▶ [PROBLEM TO WORK ON] Please set down word for word every line from the one holding "# actual response" to the end of the data below, both included.

########

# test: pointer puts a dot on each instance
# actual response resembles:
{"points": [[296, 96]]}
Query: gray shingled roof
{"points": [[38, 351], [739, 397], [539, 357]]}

########

▶ [RESULT OF THIS EXERCISE]
# actual response resembles:
{"points": [[296, 96]]}
Query: gray shingled roof
{"points": [[38, 351], [739, 397], [539, 357]]}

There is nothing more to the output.